**Quoted text**
================================
Finally, pundits are focusing less on policy victory or convincing voters that their political adversaries are evil, and more on the issue of whether our liberal democracy can be saved, and if so, how. Until recently, those at the forefront of the effort to preserve democratic norms – academics studying preservation of our liberal democracy at places like UCLA, University of Virginia, University of Pennsylvania and Harvard – have received far too little attention from the popular political press. But the second Trump Administration seems to have crystallized the importance of the issue in minds of many Democrats.

The central questions in these discussions are things like these:

  • If the GOP gains electoral and political advantages by flouting the rule of law, fair political competition, and other liberal democratic norms, can Democrats resist the destruction of those norms without participating in their destruction?
  • If Democrats must indeed flout those norms in order to win power and restore them, what does that sort of resistance look like in the near term, under GOP rule?
  • And what does restoration of those norms look like once Democrats gain power, having inherited a badly damaged democracy?

The left is divided over these questions, but some strategic thinkers in each camp have begun to lay out their thoughts.

Three Camps

Typical of the hard resistance is a substack called “The Existential Republic,” written by amateur pundit Christopher Armitage. Armitage has offered a set of recommendations that would mirror the GOP’s aggressive challenges to legal and democratic norms (see here and here). Armitage is not particularly concerned about adhering to democratic norms because he believes doing so will undermine the cause of saving them. And he represents the growing segment of the left who believe that Democrats aren’t “fighting back” hard enough to win power and save our democracy.

The moderate resistance is represented by a set of recommendations authored by UCLA law professor Jon Michaels. Michaels “Ten Part Plan to Save Democracy” adheres more closely to legal reality, but urges blue states to band together to (i) “starve Washington” (and thereby starve red states who depend more on federal handouts) of tax revenue by embracing lower taxes and deficit spending, and (ii) match the Trump Administration’s willingness to sometimes ignore the law in the hope that courts will change it in their favor.

The skeptical resistance is represented by this conversation on the Bulwark podcast between Jonathan V. Last and Brian Beutler. Both worry about the reparability of American liberal democracy after (how ever many) years of GOP rule, and both recognize that a lot more destruction is possible before that happens. But they have differing levels of optimism/skepticism about the particulars, all of which they explore in their conversation.

These three offer a nice sampling of current thinking about how to preserve/restore the rules of the game when winning the game seems to require flouting the rules? I have written before about the difficulty of threading that needle, and my book recommends engaging voters’ concerns respectfully and at face value.
================================
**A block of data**
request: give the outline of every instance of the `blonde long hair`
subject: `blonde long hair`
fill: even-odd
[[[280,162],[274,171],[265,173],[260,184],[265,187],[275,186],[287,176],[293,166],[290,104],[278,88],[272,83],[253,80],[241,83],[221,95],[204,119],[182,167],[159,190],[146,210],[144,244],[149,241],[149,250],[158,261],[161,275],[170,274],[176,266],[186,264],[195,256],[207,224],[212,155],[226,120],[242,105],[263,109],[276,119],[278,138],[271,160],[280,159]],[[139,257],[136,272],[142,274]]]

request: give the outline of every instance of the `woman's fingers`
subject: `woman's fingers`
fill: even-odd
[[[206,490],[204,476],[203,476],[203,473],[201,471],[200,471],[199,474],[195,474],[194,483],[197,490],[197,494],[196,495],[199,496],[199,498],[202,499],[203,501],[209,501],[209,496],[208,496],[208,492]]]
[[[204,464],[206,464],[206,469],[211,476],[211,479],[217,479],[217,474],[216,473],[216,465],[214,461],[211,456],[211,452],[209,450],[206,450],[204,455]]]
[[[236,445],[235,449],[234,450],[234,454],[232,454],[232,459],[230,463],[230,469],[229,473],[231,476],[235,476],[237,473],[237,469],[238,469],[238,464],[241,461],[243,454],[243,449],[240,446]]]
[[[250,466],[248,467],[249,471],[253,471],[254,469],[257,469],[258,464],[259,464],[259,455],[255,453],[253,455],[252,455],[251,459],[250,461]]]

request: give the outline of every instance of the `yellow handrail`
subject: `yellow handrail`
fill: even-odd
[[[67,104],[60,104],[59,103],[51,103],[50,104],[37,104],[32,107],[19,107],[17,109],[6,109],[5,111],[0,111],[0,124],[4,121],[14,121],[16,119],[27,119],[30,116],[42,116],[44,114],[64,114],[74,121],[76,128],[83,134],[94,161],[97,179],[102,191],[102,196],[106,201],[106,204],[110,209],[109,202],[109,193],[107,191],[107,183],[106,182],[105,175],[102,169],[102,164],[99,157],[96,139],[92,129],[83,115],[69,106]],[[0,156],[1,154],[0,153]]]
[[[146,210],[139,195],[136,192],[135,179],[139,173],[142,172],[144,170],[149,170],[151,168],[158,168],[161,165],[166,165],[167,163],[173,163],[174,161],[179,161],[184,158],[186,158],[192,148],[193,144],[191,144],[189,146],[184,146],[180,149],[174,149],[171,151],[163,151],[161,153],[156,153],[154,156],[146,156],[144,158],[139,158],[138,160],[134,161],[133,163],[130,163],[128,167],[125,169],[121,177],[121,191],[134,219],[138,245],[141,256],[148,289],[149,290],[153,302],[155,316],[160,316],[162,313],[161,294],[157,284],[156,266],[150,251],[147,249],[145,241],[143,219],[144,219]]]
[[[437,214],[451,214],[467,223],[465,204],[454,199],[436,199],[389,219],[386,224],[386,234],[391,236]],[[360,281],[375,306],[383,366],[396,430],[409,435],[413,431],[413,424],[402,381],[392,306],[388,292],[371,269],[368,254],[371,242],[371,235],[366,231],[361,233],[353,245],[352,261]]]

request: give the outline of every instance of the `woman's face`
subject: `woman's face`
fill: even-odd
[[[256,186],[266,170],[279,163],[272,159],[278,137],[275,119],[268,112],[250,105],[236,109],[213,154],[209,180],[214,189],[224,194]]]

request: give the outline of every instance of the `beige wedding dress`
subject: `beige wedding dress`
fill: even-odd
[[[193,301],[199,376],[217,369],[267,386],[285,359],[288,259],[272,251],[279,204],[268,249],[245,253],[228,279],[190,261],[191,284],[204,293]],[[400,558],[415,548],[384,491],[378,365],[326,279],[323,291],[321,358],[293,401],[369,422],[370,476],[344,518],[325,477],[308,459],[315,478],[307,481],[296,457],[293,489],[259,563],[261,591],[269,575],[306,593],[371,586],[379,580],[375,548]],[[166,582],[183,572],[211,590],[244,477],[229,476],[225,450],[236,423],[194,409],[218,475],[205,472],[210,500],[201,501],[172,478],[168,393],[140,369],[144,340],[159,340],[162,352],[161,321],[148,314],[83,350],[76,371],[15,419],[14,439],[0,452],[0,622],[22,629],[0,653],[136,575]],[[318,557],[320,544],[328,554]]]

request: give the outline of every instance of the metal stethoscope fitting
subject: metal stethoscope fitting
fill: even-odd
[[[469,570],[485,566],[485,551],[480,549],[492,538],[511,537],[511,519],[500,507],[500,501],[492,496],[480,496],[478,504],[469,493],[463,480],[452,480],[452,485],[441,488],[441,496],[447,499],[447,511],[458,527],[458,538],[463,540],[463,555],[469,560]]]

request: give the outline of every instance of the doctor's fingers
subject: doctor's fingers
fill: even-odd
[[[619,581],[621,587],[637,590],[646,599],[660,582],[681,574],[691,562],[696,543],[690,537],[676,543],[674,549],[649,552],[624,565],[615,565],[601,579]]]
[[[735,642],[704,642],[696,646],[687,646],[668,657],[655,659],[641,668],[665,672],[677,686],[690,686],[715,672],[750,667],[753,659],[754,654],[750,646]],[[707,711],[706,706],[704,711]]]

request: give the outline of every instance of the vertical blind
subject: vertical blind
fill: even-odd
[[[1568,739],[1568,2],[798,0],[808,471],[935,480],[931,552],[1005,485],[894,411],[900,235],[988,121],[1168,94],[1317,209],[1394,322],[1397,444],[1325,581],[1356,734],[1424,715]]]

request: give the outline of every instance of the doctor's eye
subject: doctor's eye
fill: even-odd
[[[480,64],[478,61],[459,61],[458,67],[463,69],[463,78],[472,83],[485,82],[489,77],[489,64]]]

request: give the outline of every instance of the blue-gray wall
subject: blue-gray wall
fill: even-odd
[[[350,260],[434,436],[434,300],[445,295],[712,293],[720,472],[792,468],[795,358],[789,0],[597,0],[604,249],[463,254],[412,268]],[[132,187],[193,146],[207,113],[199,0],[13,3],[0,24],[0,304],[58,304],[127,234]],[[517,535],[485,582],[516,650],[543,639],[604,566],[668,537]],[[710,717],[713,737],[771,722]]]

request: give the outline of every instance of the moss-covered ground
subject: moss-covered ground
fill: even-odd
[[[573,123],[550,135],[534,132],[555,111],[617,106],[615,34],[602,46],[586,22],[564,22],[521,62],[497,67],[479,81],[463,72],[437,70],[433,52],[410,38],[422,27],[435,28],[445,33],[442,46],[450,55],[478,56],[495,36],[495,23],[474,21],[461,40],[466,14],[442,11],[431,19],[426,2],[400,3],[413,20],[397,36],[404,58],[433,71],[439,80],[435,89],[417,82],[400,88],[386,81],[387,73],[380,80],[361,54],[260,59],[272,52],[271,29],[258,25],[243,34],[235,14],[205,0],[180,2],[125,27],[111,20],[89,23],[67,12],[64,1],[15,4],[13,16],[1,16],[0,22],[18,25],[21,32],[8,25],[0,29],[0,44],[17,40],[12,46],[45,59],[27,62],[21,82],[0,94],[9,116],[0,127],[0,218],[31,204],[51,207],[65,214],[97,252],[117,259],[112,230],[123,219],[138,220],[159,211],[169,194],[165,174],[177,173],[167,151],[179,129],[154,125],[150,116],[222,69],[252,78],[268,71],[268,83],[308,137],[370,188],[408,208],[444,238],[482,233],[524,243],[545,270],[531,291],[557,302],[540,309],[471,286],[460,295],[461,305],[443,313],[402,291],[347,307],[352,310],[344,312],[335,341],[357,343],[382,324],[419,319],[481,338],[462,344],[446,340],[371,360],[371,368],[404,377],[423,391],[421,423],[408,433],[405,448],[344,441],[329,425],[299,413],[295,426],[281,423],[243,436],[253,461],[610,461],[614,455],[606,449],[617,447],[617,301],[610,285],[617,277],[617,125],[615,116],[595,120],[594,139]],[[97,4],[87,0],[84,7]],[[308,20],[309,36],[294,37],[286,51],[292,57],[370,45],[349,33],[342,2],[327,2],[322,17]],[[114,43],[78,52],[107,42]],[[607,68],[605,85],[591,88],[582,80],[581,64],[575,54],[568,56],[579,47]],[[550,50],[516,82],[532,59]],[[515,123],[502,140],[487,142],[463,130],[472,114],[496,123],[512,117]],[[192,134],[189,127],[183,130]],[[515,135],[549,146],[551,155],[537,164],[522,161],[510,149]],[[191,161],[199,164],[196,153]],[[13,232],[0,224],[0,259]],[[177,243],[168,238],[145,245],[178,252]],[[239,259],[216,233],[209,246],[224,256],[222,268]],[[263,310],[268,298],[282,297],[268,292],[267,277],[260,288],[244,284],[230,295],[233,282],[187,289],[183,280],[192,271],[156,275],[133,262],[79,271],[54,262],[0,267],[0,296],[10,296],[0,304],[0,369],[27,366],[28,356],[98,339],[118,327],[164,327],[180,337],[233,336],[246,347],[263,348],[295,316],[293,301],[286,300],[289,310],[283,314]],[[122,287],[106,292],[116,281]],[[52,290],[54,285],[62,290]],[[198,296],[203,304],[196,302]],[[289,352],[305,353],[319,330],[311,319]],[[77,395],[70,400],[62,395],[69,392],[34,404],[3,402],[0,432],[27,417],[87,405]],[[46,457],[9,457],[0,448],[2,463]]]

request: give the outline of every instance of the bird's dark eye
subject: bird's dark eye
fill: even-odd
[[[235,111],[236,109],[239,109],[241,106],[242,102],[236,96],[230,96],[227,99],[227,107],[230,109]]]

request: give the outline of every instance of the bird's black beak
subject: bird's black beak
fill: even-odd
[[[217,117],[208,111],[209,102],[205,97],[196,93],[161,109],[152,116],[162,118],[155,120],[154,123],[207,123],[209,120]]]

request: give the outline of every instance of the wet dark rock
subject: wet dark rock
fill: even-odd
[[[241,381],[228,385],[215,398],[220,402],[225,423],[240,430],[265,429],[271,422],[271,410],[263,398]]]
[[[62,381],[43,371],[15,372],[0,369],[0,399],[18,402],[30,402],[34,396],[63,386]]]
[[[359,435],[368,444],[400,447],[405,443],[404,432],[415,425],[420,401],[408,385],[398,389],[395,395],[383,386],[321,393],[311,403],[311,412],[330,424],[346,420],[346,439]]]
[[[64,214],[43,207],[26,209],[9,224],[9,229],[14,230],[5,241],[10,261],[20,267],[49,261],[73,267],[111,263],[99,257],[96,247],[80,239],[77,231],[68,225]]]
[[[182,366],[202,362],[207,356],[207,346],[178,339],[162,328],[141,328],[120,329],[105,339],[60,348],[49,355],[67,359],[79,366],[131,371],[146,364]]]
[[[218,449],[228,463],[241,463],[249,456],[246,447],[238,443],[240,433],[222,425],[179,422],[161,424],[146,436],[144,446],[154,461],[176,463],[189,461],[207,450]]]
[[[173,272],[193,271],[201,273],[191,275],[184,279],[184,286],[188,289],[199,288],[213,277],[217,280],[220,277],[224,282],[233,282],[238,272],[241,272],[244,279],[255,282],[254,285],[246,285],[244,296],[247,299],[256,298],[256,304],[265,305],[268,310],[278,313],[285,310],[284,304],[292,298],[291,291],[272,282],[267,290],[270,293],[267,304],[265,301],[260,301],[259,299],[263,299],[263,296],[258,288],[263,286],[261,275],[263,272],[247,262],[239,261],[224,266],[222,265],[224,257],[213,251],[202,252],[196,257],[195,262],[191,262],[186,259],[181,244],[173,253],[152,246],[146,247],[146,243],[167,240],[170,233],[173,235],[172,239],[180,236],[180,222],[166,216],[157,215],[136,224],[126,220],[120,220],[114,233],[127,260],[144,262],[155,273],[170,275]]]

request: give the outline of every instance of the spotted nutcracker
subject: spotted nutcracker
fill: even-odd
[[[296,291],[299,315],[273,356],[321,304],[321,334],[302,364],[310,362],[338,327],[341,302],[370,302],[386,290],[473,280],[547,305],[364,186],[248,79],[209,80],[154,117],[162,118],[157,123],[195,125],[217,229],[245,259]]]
================================
**Job 1**
List every university named in the commentary on preserving democratic norms.
**Job 2**
Write a continuation of the commentary on preserving democratic norms, starting right after its final sentence.

**Exercise answer 1**
UCLA, University of Virginia, University of Pennsylvania, Harvard

**Exercise answer 2**
But not everyone agrees with that.

Comedians and Writers Are Having This Debate

Consider a more concrete example of this disagreement in the context of voter attitudes toward “wokism” and “political correctness”— from comedians Marc Maron and Stephen Fry. Maron would dismiss anti-woke comedians as disingenuous, or intellectually and/or morally lazy; Fry rejects those dismissals and sees wokism as counterproductive — “ineffective” in his words. Maron and Fry share common, left wing policy goals, but disagree sharply about how to reach them.

Another, inspiringly-civil and nuanced version of this debate played out in a recent discussion between the writers and podcasters Ezra Klein and Ta-Nehisi Coates. Coates argued that (a) the struggle against human “evil” is eternal, (b) engagement with those who support evil (read: GOP policies that hurt vulnerable people) is impossible, and (c) in the long run it is best to just speak one’s (factual and moral) truth consistently. Klein disputed the idea that GOP voters are irredeemably evil and not worth understanding; he saw engagement with GOP voters as necessary to progress.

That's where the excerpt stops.